> _Your task_
Reproduce without any pictures the lines from the one that contains "in: indicate the riverside" through the end of the records, exactly as written.
START Data for review
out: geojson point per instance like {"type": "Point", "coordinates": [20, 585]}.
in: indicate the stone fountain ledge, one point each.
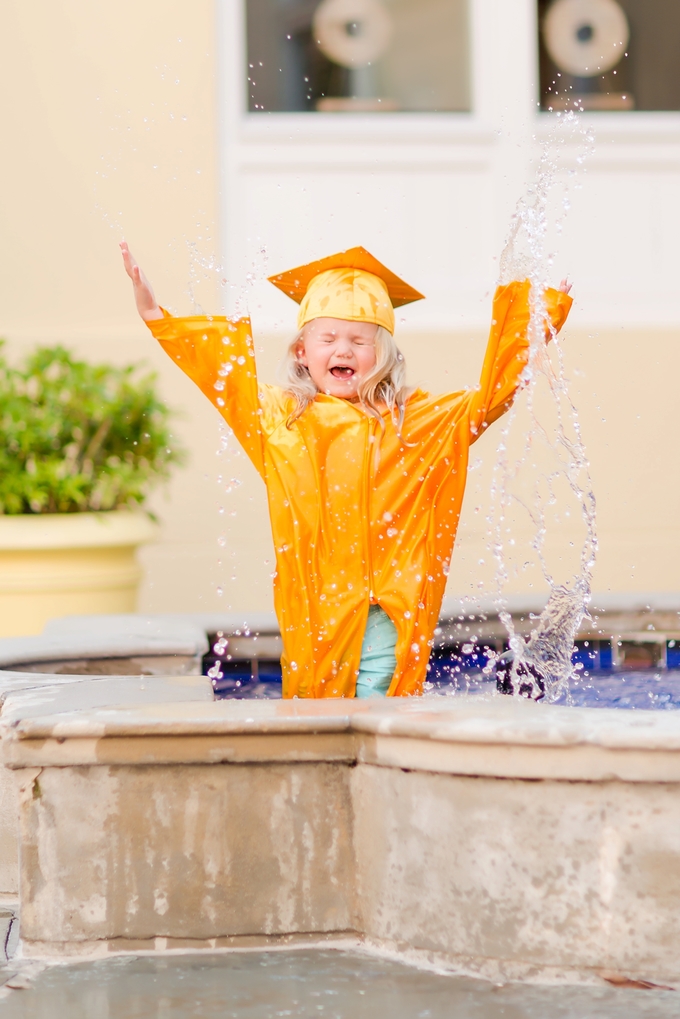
{"type": "Point", "coordinates": [486, 736]}
{"type": "Point", "coordinates": [502, 838]}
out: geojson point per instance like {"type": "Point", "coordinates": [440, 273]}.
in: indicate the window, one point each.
{"type": "Point", "coordinates": [610, 54]}
{"type": "Point", "coordinates": [357, 55]}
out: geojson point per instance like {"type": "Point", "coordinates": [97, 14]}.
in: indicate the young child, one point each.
{"type": "Point", "coordinates": [365, 477]}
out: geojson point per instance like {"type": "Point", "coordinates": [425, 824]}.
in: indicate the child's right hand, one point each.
{"type": "Point", "coordinates": [146, 303]}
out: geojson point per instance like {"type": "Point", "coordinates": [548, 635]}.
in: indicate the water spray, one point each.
{"type": "Point", "coordinates": [541, 664]}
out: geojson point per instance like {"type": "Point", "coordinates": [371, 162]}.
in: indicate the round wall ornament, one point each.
{"type": "Point", "coordinates": [585, 38]}
{"type": "Point", "coordinates": [352, 33]}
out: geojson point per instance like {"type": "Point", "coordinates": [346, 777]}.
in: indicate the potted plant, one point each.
{"type": "Point", "coordinates": [82, 447]}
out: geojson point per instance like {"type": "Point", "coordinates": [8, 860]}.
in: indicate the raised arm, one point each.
{"type": "Point", "coordinates": [507, 351]}
{"type": "Point", "coordinates": [217, 354]}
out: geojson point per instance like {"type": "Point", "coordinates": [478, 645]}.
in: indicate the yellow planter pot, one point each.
{"type": "Point", "coordinates": [55, 565]}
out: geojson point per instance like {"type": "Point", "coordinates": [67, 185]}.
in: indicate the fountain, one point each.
{"type": "Point", "coordinates": [463, 833]}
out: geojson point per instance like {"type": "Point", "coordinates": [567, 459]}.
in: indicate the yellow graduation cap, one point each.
{"type": "Point", "coordinates": [351, 285]}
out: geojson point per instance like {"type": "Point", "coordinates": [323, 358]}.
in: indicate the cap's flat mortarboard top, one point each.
{"type": "Point", "coordinates": [294, 283]}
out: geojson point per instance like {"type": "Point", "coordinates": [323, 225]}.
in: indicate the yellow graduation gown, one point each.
{"type": "Point", "coordinates": [358, 516]}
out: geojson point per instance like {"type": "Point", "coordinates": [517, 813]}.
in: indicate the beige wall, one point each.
{"type": "Point", "coordinates": [110, 128]}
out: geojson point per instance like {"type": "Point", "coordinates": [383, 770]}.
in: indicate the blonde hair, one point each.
{"type": "Point", "coordinates": [384, 384]}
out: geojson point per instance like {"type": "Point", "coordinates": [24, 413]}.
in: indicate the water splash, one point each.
{"type": "Point", "coordinates": [542, 663]}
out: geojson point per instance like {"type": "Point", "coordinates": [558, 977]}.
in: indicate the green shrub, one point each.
{"type": "Point", "coordinates": [77, 437]}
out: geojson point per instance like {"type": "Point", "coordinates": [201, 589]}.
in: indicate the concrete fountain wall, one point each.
{"type": "Point", "coordinates": [506, 838]}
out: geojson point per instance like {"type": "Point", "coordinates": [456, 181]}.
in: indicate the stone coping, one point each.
{"type": "Point", "coordinates": [466, 735]}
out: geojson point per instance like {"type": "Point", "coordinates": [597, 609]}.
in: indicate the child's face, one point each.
{"type": "Point", "coordinates": [337, 355]}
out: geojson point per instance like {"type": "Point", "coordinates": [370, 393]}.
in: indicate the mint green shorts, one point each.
{"type": "Point", "coordinates": [378, 660]}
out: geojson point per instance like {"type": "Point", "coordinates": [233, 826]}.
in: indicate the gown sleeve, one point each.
{"type": "Point", "coordinates": [218, 356]}
{"type": "Point", "coordinates": [507, 351]}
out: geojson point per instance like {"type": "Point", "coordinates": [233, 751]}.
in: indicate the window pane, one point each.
{"type": "Point", "coordinates": [357, 55]}
{"type": "Point", "coordinates": [610, 55]}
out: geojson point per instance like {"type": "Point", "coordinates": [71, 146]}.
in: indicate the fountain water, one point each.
{"type": "Point", "coordinates": [541, 664]}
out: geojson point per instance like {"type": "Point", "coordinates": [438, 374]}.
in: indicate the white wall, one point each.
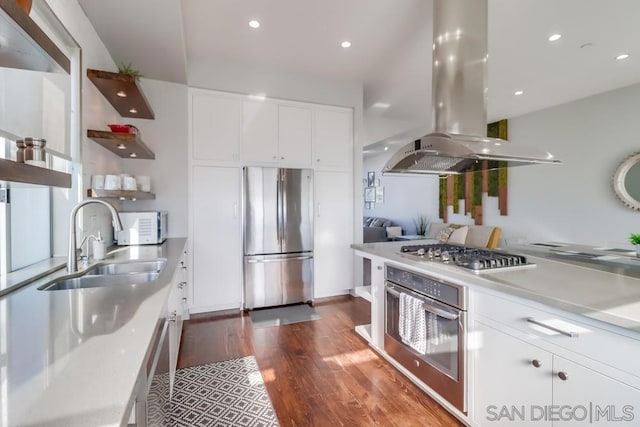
{"type": "Point", "coordinates": [405, 197]}
{"type": "Point", "coordinates": [166, 136]}
{"type": "Point", "coordinates": [574, 202]}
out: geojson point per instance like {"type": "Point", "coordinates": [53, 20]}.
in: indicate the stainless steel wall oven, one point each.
{"type": "Point", "coordinates": [425, 331]}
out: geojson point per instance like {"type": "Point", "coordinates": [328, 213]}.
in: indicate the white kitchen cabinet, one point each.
{"type": "Point", "coordinates": [260, 132]}
{"type": "Point", "coordinates": [217, 239]}
{"type": "Point", "coordinates": [511, 374]}
{"type": "Point", "coordinates": [535, 367]}
{"type": "Point", "coordinates": [333, 225]}
{"type": "Point", "coordinates": [332, 138]}
{"type": "Point", "coordinates": [294, 141]}
{"type": "Point", "coordinates": [595, 399]}
{"type": "Point", "coordinates": [215, 126]}
{"type": "Point", "coordinates": [276, 134]}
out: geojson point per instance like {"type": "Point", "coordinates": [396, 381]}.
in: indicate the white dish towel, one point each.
{"type": "Point", "coordinates": [412, 323]}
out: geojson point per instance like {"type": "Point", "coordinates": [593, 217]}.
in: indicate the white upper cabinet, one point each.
{"type": "Point", "coordinates": [294, 142]}
{"type": "Point", "coordinates": [259, 132]}
{"type": "Point", "coordinates": [276, 134]}
{"type": "Point", "coordinates": [332, 138]}
{"type": "Point", "coordinates": [215, 127]}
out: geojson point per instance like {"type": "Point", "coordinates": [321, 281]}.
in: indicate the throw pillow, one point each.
{"type": "Point", "coordinates": [394, 232]}
{"type": "Point", "coordinates": [378, 222]}
{"type": "Point", "coordinates": [454, 233]}
{"type": "Point", "coordinates": [435, 228]}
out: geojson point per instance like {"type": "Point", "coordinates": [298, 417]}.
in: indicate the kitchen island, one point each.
{"type": "Point", "coordinates": [556, 333]}
{"type": "Point", "coordinates": [75, 357]}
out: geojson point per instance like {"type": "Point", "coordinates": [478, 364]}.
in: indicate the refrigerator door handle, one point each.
{"type": "Point", "coordinates": [260, 261]}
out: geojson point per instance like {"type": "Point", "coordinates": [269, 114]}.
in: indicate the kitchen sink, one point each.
{"type": "Point", "coordinates": [90, 281]}
{"type": "Point", "coordinates": [130, 267]}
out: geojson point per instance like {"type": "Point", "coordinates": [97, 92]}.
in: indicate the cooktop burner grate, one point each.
{"type": "Point", "coordinates": [475, 259]}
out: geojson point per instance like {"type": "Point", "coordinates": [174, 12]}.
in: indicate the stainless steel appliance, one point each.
{"type": "Point", "coordinates": [278, 236]}
{"type": "Point", "coordinates": [443, 365]}
{"type": "Point", "coordinates": [475, 259]}
{"type": "Point", "coordinates": [455, 140]}
{"type": "Point", "coordinates": [142, 228]}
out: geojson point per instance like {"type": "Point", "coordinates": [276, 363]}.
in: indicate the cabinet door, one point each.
{"type": "Point", "coordinates": [294, 141]}
{"type": "Point", "coordinates": [259, 132]}
{"type": "Point", "coordinates": [333, 258]}
{"type": "Point", "coordinates": [332, 138]}
{"type": "Point", "coordinates": [507, 385]}
{"type": "Point", "coordinates": [585, 396]}
{"type": "Point", "coordinates": [217, 239]}
{"type": "Point", "coordinates": [215, 127]}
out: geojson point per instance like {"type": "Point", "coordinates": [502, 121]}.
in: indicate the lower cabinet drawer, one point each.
{"type": "Point", "coordinates": [607, 347]}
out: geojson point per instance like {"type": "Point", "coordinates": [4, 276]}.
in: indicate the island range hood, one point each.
{"type": "Point", "coordinates": [459, 142]}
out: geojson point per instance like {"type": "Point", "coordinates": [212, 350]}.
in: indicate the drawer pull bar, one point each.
{"type": "Point", "coordinates": [551, 328]}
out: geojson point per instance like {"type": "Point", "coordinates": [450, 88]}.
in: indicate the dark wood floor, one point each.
{"type": "Point", "coordinates": [317, 373]}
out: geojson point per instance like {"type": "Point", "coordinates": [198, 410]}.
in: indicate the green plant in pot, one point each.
{"type": "Point", "coordinates": [129, 70]}
{"type": "Point", "coordinates": [421, 225]}
{"type": "Point", "coordinates": [634, 238]}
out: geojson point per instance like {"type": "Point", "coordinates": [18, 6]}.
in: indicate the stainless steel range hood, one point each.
{"type": "Point", "coordinates": [459, 142]}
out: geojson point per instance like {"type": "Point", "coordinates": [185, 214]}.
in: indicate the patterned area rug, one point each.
{"type": "Point", "coordinates": [228, 393]}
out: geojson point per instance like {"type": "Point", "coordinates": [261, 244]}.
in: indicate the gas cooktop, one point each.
{"type": "Point", "coordinates": [474, 259]}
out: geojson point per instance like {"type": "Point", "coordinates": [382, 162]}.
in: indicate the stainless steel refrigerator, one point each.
{"type": "Point", "coordinates": [278, 236]}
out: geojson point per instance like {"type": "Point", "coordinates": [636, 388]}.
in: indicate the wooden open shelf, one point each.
{"type": "Point", "coordinates": [22, 172]}
{"type": "Point", "coordinates": [120, 194]}
{"type": "Point", "coordinates": [25, 45]}
{"type": "Point", "coordinates": [110, 84]}
{"type": "Point", "coordinates": [131, 142]}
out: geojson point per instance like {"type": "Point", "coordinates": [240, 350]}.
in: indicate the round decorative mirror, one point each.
{"type": "Point", "coordinates": [626, 181]}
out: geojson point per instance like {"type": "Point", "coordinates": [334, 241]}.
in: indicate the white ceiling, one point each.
{"type": "Point", "coordinates": [391, 45]}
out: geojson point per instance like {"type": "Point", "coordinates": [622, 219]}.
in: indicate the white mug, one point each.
{"type": "Point", "coordinates": [144, 183]}
{"type": "Point", "coordinates": [112, 182]}
{"type": "Point", "coordinates": [129, 184]}
{"type": "Point", "coordinates": [97, 182]}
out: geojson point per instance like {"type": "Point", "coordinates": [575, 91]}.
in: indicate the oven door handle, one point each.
{"type": "Point", "coordinates": [429, 307]}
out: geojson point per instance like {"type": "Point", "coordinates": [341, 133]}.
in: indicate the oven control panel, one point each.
{"type": "Point", "coordinates": [433, 288]}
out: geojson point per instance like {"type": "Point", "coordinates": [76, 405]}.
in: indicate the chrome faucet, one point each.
{"type": "Point", "coordinates": [72, 258]}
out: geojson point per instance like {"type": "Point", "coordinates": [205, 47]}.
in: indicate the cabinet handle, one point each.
{"type": "Point", "coordinates": [570, 334]}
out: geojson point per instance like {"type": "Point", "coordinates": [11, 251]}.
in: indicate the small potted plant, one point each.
{"type": "Point", "coordinates": [129, 70]}
{"type": "Point", "coordinates": [421, 225]}
{"type": "Point", "coordinates": [634, 238]}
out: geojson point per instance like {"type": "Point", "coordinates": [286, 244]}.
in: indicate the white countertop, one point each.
{"type": "Point", "coordinates": [72, 357]}
{"type": "Point", "coordinates": [600, 295]}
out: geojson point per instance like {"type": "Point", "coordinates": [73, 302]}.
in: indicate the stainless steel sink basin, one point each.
{"type": "Point", "coordinates": [88, 281]}
{"type": "Point", "coordinates": [128, 267]}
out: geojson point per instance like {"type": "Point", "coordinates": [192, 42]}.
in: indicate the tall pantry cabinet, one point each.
{"type": "Point", "coordinates": [229, 131]}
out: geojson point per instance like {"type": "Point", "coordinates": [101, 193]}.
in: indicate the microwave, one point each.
{"type": "Point", "coordinates": [142, 228]}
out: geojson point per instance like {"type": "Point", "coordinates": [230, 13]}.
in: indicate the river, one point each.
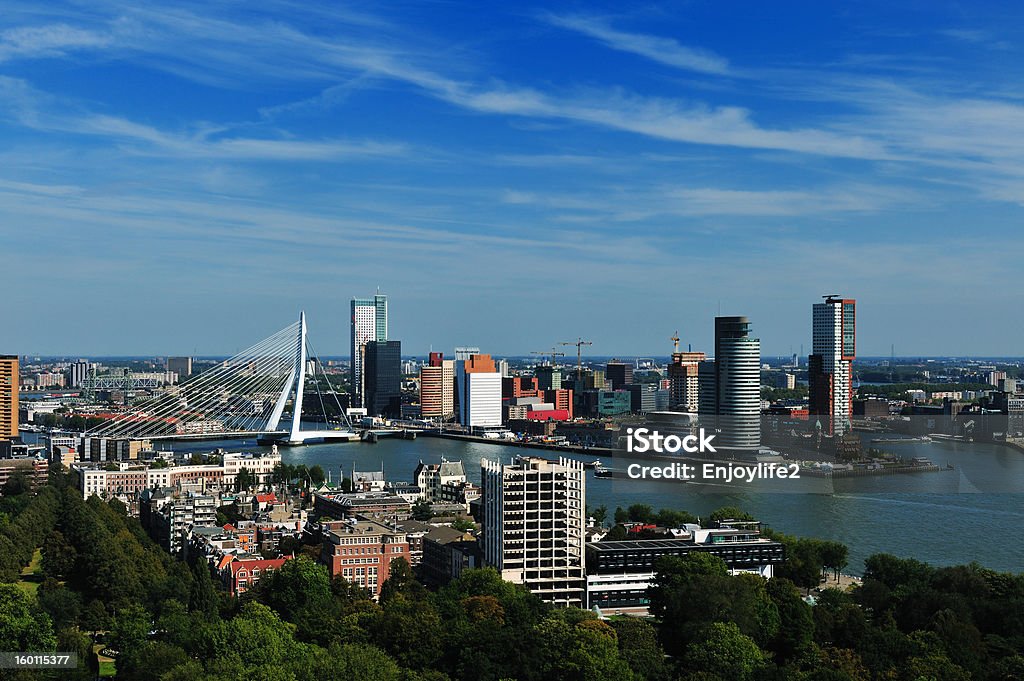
{"type": "Point", "coordinates": [973, 513]}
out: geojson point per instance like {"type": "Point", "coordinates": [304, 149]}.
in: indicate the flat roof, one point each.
{"type": "Point", "coordinates": [634, 545]}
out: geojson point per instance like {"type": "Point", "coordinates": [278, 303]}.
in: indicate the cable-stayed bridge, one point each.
{"type": "Point", "coordinates": [246, 395]}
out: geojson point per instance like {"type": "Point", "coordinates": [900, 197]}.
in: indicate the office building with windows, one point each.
{"type": "Point", "coordinates": [8, 396]}
{"type": "Point", "coordinates": [383, 378]}
{"type": "Point", "coordinates": [369, 324]}
{"type": "Point", "coordinates": [619, 573]}
{"type": "Point", "coordinates": [478, 391]}
{"type": "Point", "coordinates": [437, 388]}
{"type": "Point", "coordinates": [729, 386]}
{"type": "Point", "coordinates": [829, 367]}
{"type": "Point", "coordinates": [534, 522]}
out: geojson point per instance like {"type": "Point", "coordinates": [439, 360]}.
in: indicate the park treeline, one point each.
{"type": "Point", "coordinates": [165, 620]}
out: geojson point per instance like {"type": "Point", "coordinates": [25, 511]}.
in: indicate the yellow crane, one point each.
{"type": "Point", "coordinates": [553, 354]}
{"type": "Point", "coordinates": [580, 342]}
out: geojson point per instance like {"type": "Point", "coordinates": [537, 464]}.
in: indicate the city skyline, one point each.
{"type": "Point", "coordinates": [212, 172]}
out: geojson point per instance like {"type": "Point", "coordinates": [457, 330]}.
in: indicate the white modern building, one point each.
{"type": "Point", "coordinates": [834, 346]}
{"type": "Point", "coordinates": [534, 525]}
{"type": "Point", "coordinates": [479, 392]}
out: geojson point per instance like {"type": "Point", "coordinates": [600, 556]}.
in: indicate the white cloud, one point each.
{"type": "Point", "coordinates": [663, 50]}
{"type": "Point", "coordinates": [48, 41]}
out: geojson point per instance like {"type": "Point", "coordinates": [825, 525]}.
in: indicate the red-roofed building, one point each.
{"type": "Point", "coordinates": [241, 575]}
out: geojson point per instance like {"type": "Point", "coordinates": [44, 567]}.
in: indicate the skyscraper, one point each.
{"type": "Point", "coordinates": [834, 346]}
{"type": "Point", "coordinates": [730, 386]}
{"type": "Point", "coordinates": [478, 391]}
{"type": "Point", "coordinates": [180, 366]}
{"type": "Point", "coordinates": [683, 380]}
{"type": "Point", "coordinates": [369, 324]}
{"type": "Point", "coordinates": [8, 396]}
{"type": "Point", "coordinates": [534, 525]}
{"type": "Point", "coordinates": [620, 374]}
{"type": "Point", "coordinates": [76, 374]}
{"type": "Point", "coordinates": [383, 378]}
{"type": "Point", "coordinates": [437, 388]}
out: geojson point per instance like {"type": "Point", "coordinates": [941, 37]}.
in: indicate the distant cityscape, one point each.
{"type": "Point", "coordinates": [104, 422]}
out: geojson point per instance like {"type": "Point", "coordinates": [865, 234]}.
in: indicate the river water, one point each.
{"type": "Point", "coordinates": [973, 513]}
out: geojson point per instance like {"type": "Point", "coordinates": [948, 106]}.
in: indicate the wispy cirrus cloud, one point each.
{"type": "Point", "coordinates": [663, 50]}
{"type": "Point", "coordinates": [37, 111]}
{"type": "Point", "coordinates": [48, 41]}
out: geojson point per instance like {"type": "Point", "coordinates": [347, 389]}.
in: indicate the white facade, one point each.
{"type": "Point", "coordinates": [260, 467]}
{"type": "Point", "coordinates": [479, 398]}
{"type": "Point", "coordinates": [535, 525]}
{"type": "Point", "coordinates": [833, 340]}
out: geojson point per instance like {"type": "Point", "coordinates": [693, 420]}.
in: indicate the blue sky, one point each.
{"type": "Point", "coordinates": [184, 177]}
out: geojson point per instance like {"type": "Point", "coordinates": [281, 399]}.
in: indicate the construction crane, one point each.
{"type": "Point", "coordinates": [553, 354]}
{"type": "Point", "coordinates": [580, 342]}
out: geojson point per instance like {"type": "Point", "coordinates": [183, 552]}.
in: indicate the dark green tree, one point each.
{"type": "Point", "coordinates": [724, 650]}
{"type": "Point", "coordinates": [23, 627]}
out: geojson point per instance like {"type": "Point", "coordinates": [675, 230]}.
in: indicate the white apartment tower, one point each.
{"type": "Point", "coordinates": [478, 389]}
{"type": "Point", "coordinates": [534, 525]}
{"type": "Point", "coordinates": [834, 346]}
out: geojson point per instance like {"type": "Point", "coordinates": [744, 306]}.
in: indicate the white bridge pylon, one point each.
{"type": "Point", "coordinates": [232, 398]}
{"type": "Point", "coordinates": [296, 382]}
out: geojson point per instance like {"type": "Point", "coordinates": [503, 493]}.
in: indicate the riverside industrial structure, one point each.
{"type": "Point", "coordinates": [529, 514]}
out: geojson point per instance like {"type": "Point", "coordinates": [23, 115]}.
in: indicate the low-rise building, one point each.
{"type": "Point", "coordinates": [240, 573]}
{"type": "Point", "coordinates": [340, 505]}
{"type": "Point", "coordinates": [35, 469]}
{"type": "Point", "coordinates": [360, 551]}
{"type": "Point", "coordinates": [431, 477]}
{"type": "Point", "coordinates": [446, 552]}
{"type": "Point", "coordinates": [619, 573]}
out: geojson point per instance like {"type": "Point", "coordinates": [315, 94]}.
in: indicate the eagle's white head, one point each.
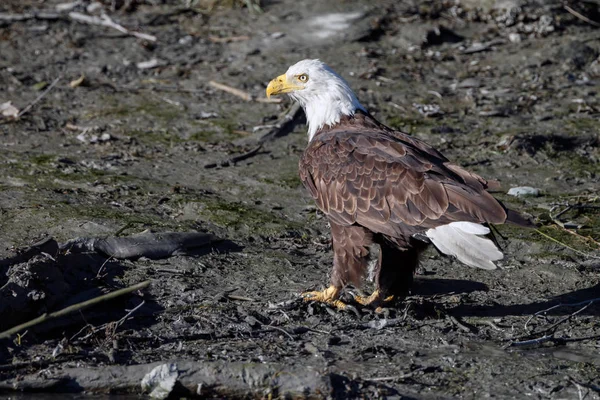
{"type": "Point", "coordinates": [324, 95]}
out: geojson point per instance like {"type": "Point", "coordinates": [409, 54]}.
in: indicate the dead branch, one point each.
{"type": "Point", "coordinates": [73, 308]}
{"type": "Point", "coordinates": [241, 94]}
{"type": "Point", "coordinates": [223, 379]}
{"type": "Point", "coordinates": [116, 324]}
{"type": "Point", "coordinates": [41, 15]}
{"type": "Point", "coordinates": [37, 99]}
{"type": "Point", "coordinates": [585, 304]}
{"type": "Point", "coordinates": [105, 20]}
{"type": "Point", "coordinates": [566, 245]}
{"type": "Point", "coordinates": [551, 337]}
{"type": "Point", "coordinates": [228, 39]}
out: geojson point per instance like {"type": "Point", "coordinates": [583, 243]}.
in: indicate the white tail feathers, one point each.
{"type": "Point", "coordinates": [463, 240]}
END Data for review
> _Your solution_
in: indicate the riverside industrial structure, one point each.
{"type": "Point", "coordinates": [529, 514]}
out: geojson point per instance like {"type": "Point", "coordinates": [23, 115]}.
in: indicate the low-rise building, one point each.
{"type": "Point", "coordinates": [240, 573]}
{"type": "Point", "coordinates": [340, 505]}
{"type": "Point", "coordinates": [35, 469]}
{"type": "Point", "coordinates": [360, 551]}
{"type": "Point", "coordinates": [431, 477]}
{"type": "Point", "coordinates": [446, 552]}
{"type": "Point", "coordinates": [619, 573]}
out: geojson point per instance like {"type": "Point", "coordinates": [315, 94]}.
in: indicate the eagle's white head, one point each.
{"type": "Point", "coordinates": [324, 95]}
out: geojson point per instance like {"type": "Point", "coordinates": [409, 54]}.
in: indicate the dead branch, one point each.
{"type": "Point", "coordinates": [73, 308]}
{"type": "Point", "coordinates": [241, 94]}
{"type": "Point", "coordinates": [223, 379]}
{"type": "Point", "coordinates": [116, 324]}
{"type": "Point", "coordinates": [41, 15]}
{"type": "Point", "coordinates": [37, 99]}
{"type": "Point", "coordinates": [585, 304]}
{"type": "Point", "coordinates": [105, 20]}
{"type": "Point", "coordinates": [566, 245]}
{"type": "Point", "coordinates": [551, 337]}
{"type": "Point", "coordinates": [228, 39]}
out: geojson point per instance like {"type": "Point", "coordinates": [583, 243]}.
in: indicate the white tail feathers, one point each.
{"type": "Point", "coordinates": [463, 240]}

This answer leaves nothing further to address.